What to do: Put every row below into a numbered list, leaving out blank lines.

Extracted entries:
----

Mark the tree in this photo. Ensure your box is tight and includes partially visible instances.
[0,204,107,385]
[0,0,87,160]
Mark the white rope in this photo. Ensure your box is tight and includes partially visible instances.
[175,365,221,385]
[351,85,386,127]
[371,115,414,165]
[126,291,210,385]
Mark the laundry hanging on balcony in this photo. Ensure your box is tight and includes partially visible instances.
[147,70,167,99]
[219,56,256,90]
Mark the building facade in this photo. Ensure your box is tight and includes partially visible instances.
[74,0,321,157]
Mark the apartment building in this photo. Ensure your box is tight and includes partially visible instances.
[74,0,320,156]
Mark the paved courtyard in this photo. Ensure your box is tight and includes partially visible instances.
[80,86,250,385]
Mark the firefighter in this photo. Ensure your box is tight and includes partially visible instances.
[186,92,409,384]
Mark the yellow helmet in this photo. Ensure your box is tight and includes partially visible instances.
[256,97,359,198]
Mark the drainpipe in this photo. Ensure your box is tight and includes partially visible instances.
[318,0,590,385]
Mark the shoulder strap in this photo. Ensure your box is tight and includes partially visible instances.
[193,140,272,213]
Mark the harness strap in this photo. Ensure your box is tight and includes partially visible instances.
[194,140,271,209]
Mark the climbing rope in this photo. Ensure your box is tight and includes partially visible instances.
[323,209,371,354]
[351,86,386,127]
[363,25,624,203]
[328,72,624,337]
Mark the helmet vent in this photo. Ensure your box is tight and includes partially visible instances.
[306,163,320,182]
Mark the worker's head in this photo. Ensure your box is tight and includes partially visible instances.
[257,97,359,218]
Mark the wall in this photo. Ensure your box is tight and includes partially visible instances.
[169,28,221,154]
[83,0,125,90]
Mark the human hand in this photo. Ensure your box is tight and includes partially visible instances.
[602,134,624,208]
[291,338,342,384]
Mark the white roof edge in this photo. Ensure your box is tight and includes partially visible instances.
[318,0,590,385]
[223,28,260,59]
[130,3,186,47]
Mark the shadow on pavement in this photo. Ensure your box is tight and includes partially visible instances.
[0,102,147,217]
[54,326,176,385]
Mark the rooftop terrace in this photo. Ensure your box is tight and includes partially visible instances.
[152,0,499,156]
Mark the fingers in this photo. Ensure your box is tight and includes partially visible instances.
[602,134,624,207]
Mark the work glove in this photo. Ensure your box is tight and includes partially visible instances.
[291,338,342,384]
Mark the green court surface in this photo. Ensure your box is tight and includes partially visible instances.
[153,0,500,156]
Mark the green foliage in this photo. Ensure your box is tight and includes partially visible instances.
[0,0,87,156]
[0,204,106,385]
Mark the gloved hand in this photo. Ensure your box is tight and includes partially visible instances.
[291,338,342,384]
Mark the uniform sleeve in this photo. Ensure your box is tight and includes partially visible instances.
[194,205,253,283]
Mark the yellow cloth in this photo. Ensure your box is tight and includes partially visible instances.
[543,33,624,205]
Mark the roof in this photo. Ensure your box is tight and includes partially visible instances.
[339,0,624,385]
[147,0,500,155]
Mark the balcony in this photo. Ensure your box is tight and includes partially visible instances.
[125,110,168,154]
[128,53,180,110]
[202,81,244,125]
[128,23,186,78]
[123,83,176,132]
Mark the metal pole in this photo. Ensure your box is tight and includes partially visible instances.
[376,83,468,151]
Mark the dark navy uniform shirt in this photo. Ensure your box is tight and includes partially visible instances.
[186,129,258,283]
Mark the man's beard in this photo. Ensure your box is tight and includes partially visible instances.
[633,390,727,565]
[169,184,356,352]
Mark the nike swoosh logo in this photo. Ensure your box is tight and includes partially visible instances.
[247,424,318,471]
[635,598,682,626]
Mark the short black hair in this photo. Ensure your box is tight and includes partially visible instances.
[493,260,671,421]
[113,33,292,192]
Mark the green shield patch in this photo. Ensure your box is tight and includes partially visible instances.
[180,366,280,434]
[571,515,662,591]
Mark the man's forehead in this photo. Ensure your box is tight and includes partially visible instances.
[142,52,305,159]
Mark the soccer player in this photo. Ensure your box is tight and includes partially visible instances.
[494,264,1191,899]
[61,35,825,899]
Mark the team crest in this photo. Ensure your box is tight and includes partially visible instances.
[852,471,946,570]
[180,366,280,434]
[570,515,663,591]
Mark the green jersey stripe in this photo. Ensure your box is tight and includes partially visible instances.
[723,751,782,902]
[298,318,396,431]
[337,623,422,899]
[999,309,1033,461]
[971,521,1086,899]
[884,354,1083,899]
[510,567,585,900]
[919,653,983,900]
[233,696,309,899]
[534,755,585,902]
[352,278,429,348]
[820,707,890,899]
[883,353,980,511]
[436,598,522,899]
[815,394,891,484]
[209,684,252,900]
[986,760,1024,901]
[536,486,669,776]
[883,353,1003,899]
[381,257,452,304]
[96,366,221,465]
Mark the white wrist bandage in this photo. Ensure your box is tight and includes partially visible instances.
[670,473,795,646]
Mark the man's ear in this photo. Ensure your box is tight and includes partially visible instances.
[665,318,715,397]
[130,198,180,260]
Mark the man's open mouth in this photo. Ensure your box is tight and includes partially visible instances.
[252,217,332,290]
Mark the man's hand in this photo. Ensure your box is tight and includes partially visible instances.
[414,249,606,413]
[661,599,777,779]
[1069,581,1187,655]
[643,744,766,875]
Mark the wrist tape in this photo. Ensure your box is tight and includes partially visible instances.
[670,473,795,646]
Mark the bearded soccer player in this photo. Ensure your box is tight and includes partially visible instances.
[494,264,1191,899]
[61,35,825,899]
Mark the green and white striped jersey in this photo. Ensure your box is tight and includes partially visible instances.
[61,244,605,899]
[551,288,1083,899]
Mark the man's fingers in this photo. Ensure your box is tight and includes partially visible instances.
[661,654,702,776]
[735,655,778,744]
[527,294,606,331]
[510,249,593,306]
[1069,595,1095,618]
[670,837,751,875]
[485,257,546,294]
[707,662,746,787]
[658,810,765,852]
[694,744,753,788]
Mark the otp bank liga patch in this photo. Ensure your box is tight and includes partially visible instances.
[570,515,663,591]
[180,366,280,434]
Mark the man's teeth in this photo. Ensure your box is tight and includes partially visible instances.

----

Written solution:
1. Mark the tree in this photo. Ensure your box is tight and includes partially visible instances.
2. [0,204,107,385]
3. [0,0,87,160]
4. Mark the white rope in this photo. Ensure your box is tight and includes partially visible instances.
5. [175,365,221,385]
6. [351,85,386,127]
7. [371,115,414,165]
8. [126,291,210,385]
9. Mark the laundry hanging on balcony in this photo. Ensure your box is tight and includes partially visible instances.
10. [147,70,167,99]
11. [219,56,256,90]
12. Mark the building facade in this photo. Ensure your box is tight and includes partially visible instances.
13. [74,0,321,157]
14. Mark the apartment building in this photo. Ensure your box is tight and includes partially visible instances.
15. [74,0,320,156]
16. Mark the paved courtyard in this photo. Ensure your box is tight and includes partially visible instances.
17. [80,86,250,385]
18. Mark the firefighter in this photo. Ensure your box is tight and includes partially visible instances.
19. [186,92,409,384]
20. Mark the yellow helmet in this photo. Ensure your box is tight and includes partially visible instances.
21. [256,97,359,198]
22. Mark the drainpipe in this photo. Ensure your box is tight and includes partially visible instances.
23. [318,0,590,385]
24. Mark the shoulder strap in this photo. Ensure your box is tight and includes partially visible instances.
25. [193,140,272,213]
26. Mark the harness strap in this photo. Ensure your box is tight and includes partially visible instances.
27. [194,140,271,209]
28. Mark the climbing rope in this photo. Ensure your box is tight and includes partially visible instances.
29. [323,209,371,354]
30. [351,86,386,127]
31. [363,25,624,203]
32. [328,72,624,337]
33. Mark the helmet vent in this photo. Ensure your box is tight and includes partially visible instances.
34. [306,163,320,182]
35. Mark the worker's head in this photo. Ensure your box is tight and includes partially visible instances.
36. [257,97,359,218]
37. Mark the wall in this photo. Ensure your box is tight and includes partially visible instances.
38. [169,28,221,154]
39. [83,0,125,90]
40. Mark the human hand in this photo. Ensure your box is tight and includes partially visible instances.
41. [602,134,624,208]
42. [291,338,342,384]
43. Mark the white roof edge in this photo. Ensure your box is tight and includes partially visible instances.
44. [318,0,590,385]
45. [223,28,260,59]
46. [130,3,186,47]
47. Mark the shadow on pavement in this photo. Ensure your box is tight and includes partially visible instances.
48. [0,102,147,217]
49. [54,326,176,385]
50. Mark the rooftop terrace in this photo. Ensure your box is tight and includes partially visible instances.
51. [152,0,499,156]
52. Mark the fingers in this photo. Ensure your box is tight and includes partially visible instances.
53. [602,134,624,207]
54. Mark the work glove in this photo. Ensure your box is tight and includes partially visible instances.
55. [291,338,342,384]
56. Mark the green court surface in this photo. Ensure your box is tight and includes partially visible instances.
57. [153,0,500,156]
58. Mark the green foliage in this photo. Ensure your box is tight and includes partially visible instances.
59. [0,0,87,156]
60. [0,204,106,385]
61. Mark the gloved hand in this photo. Ensure your box is tight and includes partially visible instances.
62. [291,338,342,384]
63. Mark the uniform sleeve in this photo. Ensure your box is tight and includes partially visible instances.
64. [194,205,253,283]
65. Mark the yellow cloth in this photo. Ensure your box is tight and includes partially visible instances.
66. [543,33,624,205]
67. Mark the roof in this photo. Ensure your box is tight and includes partially visible instances.
68. [339,0,624,385]
69. [147,0,500,155]
70. Mark the balcony in this photo. Ensure your box is tight and includes partially visible instances.
71. [125,110,168,154]
72. [128,53,180,110]
73. [202,81,244,125]
74. [128,23,186,78]
75. [123,83,176,132]
76. Mark the metal pole in this photo. Ensure your box is tight and includes partially visible instances.
77. [376,83,468,151]
78. Mark the dark navy uniform shirt in this photo. Ensure your box is tight and includes partially visible instances.
79. [186,129,258,283]
80. Mark the man's beard in this photo. Ensure your box is tight and includes partially visible instances.
81. [633,390,727,565]
82. [169,184,356,352]
83. Mark the nike swoosh logo in this photo. Ensure your box is tight and includes partially visible instances.
84. [247,424,318,471]
85. [635,598,682,626]
86. Mark the short black hair in this photo. Ensure your box is tight and includes partially visible instances.
87. [493,260,671,421]
88. [113,33,292,192]
89. Mark the green shield patch in this photo. Ensure your box is tight and includes partially visible instances.
90. [180,366,280,434]
91. [571,515,662,591]
92. Mark the man's forehead in this photo. Ensure your box is tight and includes partially visible instances.
93. [142,52,305,159]
94. Mark the soccer player in this photo. Ensure your box is tight and includes partially visible instances.
95. [494,264,1191,899]
96. [61,35,825,899]
97. Mark the team crest in this photo. Ensure your box is tight and includes partially visible instances.
98. [852,471,946,570]
99. [180,366,280,434]
100. [570,515,663,591]
101. Mark the green jersey stripe in this photo. Ensure your box is tight and includes partially visible instances.
102. [723,751,782,902]
103. [298,318,396,431]
104. [337,623,422,899]
105. [999,309,1033,461]
106. [971,521,1086,899]
107. [884,354,1083,899]
108. [510,567,585,900]
109. [919,653,983,900]
110. [233,696,309,899]
111. [534,755,585,902]
112. [352,278,429,348]
113. [820,707,890,899]
114. [883,353,980,511]
115. [436,598,522,899]
116. [815,394,891,484]
117. [209,684,252,900]
118. [986,760,1024,901]
119. [536,486,669,776]
120. [883,353,1003,899]
121. [381,257,452,304]
122. [96,366,221,465]
123. Mark the white wrist bandage in this photo. Ensure your box is tight and includes partially visible instances.
124. [670,473,795,646]
125. Mark the man's ear in this photo. Ensure your box is tight and includes partially visible instances.
126. [665,318,715,397]
127. [130,198,180,260]
128. Mark the man's open mouth in this photo. Ensure your box is tight and includes partially visible instances.
129. [252,217,332,290]
130. Mark the man's hand in this photo. Ensure your box is tight and includes partially visible instances.
131. [414,249,606,413]
132. [661,599,777,779]
133. [1069,581,1187,655]
134. [643,744,766,875]
135. Mark the wrist tape in this photo. Ensure your box is tight and includes partially visible instances.
136. [670,473,795,646]
137. Mark the bearded soccer player in this photo. Ensure your box is tight and includes partially visible instances.
138. [494,264,1191,899]
139. [61,35,825,899]
140. Mark the green and white striped jersey in this photo. Ensure your box is tight and includes partially visible instances.
141. [61,244,605,899]
142. [551,288,1083,899]
143. Mark the man's fingers in this photo. Ensure your box is tight and includes partially visible instances.
144. [661,654,702,776]
145. [735,655,778,744]
146. [527,294,606,331]
147. [510,249,593,306]
148. [1069,595,1095,618]
149. [670,837,751,875]
150. [485,257,546,294]
151. [707,662,746,787]
152. [658,810,765,852]
153. [694,744,753,788]
154. Mark the otp bank liga patch in this photo. Ensure your box is tight and includes partially visible instances.
155. [570,515,663,591]
156. [180,366,280,434]
157. Mark the man's teeth in this photo. Ensure your box is tight and includes partially visible instances.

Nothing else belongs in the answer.